**STATED GOAL:** Starting from the line containing "Expected behaviour: for every instance of the milk, put", give again every line through the end of the entries, word for word. Pictures stay out of the copy.
◇ ◇ ◇ ◇
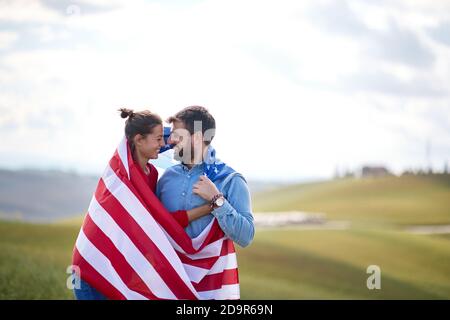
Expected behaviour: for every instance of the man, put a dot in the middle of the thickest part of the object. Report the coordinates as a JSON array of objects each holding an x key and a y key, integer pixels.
[{"x": 201, "y": 178}]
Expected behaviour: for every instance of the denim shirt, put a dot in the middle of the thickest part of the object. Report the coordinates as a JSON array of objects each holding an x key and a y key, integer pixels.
[{"x": 174, "y": 189}]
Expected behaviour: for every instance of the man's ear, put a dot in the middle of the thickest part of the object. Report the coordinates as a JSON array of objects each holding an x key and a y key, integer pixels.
[{"x": 198, "y": 137}]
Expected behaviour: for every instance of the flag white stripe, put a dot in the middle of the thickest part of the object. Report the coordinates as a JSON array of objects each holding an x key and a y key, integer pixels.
[
  {"x": 103, "y": 266},
  {"x": 229, "y": 291},
  {"x": 151, "y": 228},
  {"x": 196, "y": 274},
  {"x": 131, "y": 253}
]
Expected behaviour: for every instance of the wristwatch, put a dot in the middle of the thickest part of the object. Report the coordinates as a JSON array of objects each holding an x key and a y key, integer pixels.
[{"x": 217, "y": 201}]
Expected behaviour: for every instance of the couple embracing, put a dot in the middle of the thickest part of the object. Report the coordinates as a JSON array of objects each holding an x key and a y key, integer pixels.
[{"x": 166, "y": 238}]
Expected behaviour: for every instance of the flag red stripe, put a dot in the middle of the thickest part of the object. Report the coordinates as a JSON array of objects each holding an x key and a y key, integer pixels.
[
  {"x": 126, "y": 272},
  {"x": 207, "y": 263},
  {"x": 145, "y": 245},
  {"x": 216, "y": 281},
  {"x": 95, "y": 279}
]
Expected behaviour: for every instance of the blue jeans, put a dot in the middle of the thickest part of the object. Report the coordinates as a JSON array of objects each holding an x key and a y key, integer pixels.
[{"x": 86, "y": 292}]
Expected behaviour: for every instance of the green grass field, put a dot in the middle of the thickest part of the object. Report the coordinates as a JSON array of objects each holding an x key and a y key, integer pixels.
[{"x": 288, "y": 263}]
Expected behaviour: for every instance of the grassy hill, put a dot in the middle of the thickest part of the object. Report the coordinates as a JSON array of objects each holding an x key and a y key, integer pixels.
[
  {"x": 288, "y": 263},
  {"x": 405, "y": 200}
]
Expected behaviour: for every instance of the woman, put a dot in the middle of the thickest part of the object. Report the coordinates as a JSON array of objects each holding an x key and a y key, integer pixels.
[{"x": 144, "y": 133}]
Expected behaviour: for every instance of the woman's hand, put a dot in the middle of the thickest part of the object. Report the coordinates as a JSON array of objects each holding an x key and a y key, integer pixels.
[{"x": 205, "y": 188}]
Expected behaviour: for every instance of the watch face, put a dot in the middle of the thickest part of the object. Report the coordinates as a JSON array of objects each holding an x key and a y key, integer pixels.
[{"x": 219, "y": 202}]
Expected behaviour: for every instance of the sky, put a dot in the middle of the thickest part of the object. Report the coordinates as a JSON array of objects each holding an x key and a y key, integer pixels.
[{"x": 299, "y": 89}]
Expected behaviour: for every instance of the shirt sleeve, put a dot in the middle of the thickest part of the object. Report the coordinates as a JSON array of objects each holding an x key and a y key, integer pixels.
[{"x": 235, "y": 216}]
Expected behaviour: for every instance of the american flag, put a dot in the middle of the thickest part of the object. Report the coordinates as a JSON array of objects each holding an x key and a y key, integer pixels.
[{"x": 130, "y": 247}]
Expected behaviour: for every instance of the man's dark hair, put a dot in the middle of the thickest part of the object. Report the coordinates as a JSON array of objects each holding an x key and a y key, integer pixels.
[{"x": 195, "y": 113}]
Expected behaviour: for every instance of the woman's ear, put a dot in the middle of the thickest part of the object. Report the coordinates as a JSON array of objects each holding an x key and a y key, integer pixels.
[{"x": 137, "y": 139}]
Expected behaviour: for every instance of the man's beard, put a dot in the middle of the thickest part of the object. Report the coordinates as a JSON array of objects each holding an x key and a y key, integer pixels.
[{"x": 178, "y": 155}]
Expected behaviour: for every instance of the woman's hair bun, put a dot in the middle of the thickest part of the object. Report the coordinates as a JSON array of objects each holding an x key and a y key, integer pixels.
[{"x": 126, "y": 113}]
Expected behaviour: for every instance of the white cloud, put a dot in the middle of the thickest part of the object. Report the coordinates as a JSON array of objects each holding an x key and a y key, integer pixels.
[
  {"x": 273, "y": 80},
  {"x": 7, "y": 38}
]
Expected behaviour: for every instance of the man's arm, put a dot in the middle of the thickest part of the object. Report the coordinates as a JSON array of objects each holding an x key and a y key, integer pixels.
[{"x": 235, "y": 216}]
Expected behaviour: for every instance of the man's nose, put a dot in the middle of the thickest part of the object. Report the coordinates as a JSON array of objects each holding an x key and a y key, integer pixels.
[{"x": 172, "y": 140}]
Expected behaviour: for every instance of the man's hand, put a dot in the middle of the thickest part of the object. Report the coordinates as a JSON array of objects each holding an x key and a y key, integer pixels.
[{"x": 205, "y": 188}]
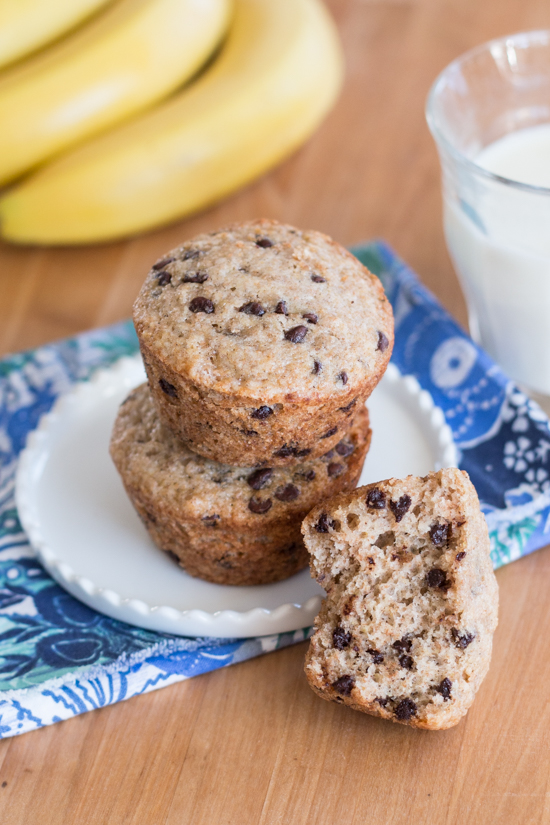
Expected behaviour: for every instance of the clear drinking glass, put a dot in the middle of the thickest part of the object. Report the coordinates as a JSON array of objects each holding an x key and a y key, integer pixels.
[{"x": 498, "y": 230}]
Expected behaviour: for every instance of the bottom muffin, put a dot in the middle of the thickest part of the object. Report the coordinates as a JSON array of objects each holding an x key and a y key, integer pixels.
[{"x": 228, "y": 525}]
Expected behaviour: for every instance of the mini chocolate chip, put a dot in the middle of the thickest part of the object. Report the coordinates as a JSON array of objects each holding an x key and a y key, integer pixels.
[
  {"x": 195, "y": 277},
  {"x": 261, "y": 413},
  {"x": 324, "y": 523},
  {"x": 259, "y": 505},
  {"x": 344, "y": 685},
  {"x": 344, "y": 448},
  {"x": 340, "y": 638},
  {"x": 349, "y": 406},
  {"x": 253, "y": 308},
  {"x": 168, "y": 388},
  {"x": 400, "y": 507},
  {"x": 463, "y": 641},
  {"x": 259, "y": 478},
  {"x": 376, "y": 499},
  {"x": 296, "y": 334},
  {"x": 405, "y": 709},
  {"x": 284, "y": 452},
  {"x": 402, "y": 645},
  {"x": 440, "y": 534},
  {"x": 211, "y": 521},
  {"x": 201, "y": 304},
  {"x": 287, "y": 493},
  {"x": 162, "y": 263},
  {"x": 445, "y": 688},
  {"x": 436, "y": 578},
  {"x": 163, "y": 278},
  {"x": 189, "y": 254}
]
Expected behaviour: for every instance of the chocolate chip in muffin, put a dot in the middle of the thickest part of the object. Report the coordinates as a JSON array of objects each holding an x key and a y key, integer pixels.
[
  {"x": 167, "y": 388},
  {"x": 296, "y": 334},
  {"x": 376, "y": 499},
  {"x": 162, "y": 263},
  {"x": 400, "y": 507},
  {"x": 259, "y": 505},
  {"x": 437, "y": 578},
  {"x": 211, "y": 521},
  {"x": 349, "y": 406},
  {"x": 344, "y": 685},
  {"x": 440, "y": 533},
  {"x": 198, "y": 277},
  {"x": 383, "y": 342},
  {"x": 445, "y": 688},
  {"x": 324, "y": 523},
  {"x": 261, "y": 413},
  {"x": 461, "y": 640},
  {"x": 287, "y": 493},
  {"x": 259, "y": 478},
  {"x": 405, "y": 709},
  {"x": 164, "y": 278},
  {"x": 344, "y": 448},
  {"x": 253, "y": 308},
  {"x": 340, "y": 638},
  {"x": 201, "y": 304}
]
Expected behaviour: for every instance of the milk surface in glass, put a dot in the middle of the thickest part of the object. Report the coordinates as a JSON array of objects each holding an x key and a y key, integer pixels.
[{"x": 502, "y": 256}]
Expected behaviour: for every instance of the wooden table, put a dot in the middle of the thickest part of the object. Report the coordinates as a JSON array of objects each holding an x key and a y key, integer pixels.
[{"x": 251, "y": 744}]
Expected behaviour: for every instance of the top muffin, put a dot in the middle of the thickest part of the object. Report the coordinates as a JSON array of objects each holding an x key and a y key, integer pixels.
[{"x": 254, "y": 332}]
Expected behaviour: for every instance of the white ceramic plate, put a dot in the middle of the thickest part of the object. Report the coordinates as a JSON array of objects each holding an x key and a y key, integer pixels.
[{"x": 73, "y": 506}]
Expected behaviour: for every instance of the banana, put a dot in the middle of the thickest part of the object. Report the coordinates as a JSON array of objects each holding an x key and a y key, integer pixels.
[
  {"x": 275, "y": 79},
  {"x": 131, "y": 55},
  {"x": 26, "y": 25}
]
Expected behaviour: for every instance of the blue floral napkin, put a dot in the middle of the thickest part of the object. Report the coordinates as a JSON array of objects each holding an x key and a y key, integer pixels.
[{"x": 59, "y": 658}]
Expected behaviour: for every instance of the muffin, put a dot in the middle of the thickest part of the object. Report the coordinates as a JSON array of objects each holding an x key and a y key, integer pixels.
[
  {"x": 225, "y": 524},
  {"x": 406, "y": 630},
  {"x": 261, "y": 341}
]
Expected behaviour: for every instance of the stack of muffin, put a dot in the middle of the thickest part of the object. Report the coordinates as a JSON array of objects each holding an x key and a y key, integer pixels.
[{"x": 261, "y": 344}]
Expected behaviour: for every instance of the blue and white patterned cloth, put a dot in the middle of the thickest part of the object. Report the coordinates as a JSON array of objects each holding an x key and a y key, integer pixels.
[{"x": 59, "y": 658}]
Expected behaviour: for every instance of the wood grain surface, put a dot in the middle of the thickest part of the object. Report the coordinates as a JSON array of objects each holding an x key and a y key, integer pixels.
[{"x": 251, "y": 744}]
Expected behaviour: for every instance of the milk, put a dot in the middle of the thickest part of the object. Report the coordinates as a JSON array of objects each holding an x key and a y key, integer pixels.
[{"x": 499, "y": 239}]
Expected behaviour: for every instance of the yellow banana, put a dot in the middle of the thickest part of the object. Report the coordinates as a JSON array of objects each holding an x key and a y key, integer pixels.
[
  {"x": 134, "y": 53},
  {"x": 275, "y": 79},
  {"x": 26, "y": 25}
]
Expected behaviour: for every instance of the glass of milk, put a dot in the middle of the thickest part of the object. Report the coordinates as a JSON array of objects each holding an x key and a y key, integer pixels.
[{"x": 489, "y": 112}]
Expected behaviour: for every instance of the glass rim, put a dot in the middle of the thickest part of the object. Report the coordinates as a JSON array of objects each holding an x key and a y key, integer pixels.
[{"x": 527, "y": 37}]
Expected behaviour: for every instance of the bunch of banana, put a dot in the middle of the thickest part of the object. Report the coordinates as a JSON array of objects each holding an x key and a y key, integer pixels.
[{"x": 276, "y": 77}]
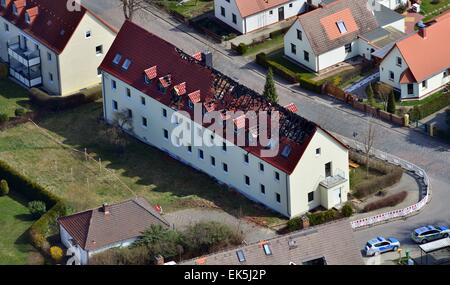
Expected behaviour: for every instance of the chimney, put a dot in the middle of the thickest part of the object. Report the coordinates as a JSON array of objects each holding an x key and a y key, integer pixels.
[
  {"x": 159, "y": 260},
  {"x": 422, "y": 30},
  {"x": 105, "y": 209}
]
◇ ◇ ◇ ◇
**RESULT FOR THIS TASK:**
Expected behaviour: for every instance of the milk, put a dot in the middle of the thickest part of the object. Report the coordinates as a JSON array of objects each holding an x key and a y key, integer pixels.
[{"x": 499, "y": 239}]
Expected behaviour: for every instance of the yellow banana, put a dot in the middle of the thickest part of the object. Report the coordinates as a JSON array of objects each holding an x key and a y key, integer pixels.
[
  {"x": 134, "y": 53},
  {"x": 275, "y": 79},
  {"x": 26, "y": 25}
]
Expected behaviour: for every instance of the glass of milk, put a dot in the middle of the thickest part of the object. Report the coordinates as a JSON array of objects each holding an x key and a y key, integer pixels.
[{"x": 489, "y": 112}]
Expected behaviour: for every instance of the glass rim, put a dot in the middle of the thickest part of the object. Report the coordinates as a JSON array of objects each holding an x key and a y key, integer pixels.
[{"x": 527, "y": 37}]
Expected behaviour: for every instance of the bunch of banana, put a dot in the middle of the thickest part of the object. Report the coordinates as a JSON array of objects each holding an x key and a y key, integer pixels.
[{"x": 276, "y": 77}]
Expected behaviour: for every instance of the chimney, put a dot in the middle of the thickest part of the object. Report the coordinates as a JSON array of objects each holding an x key and a y key, integer pixels.
[
  {"x": 159, "y": 260},
  {"x": 422, "y": 30},
  {"x": 105, "y": 209}
]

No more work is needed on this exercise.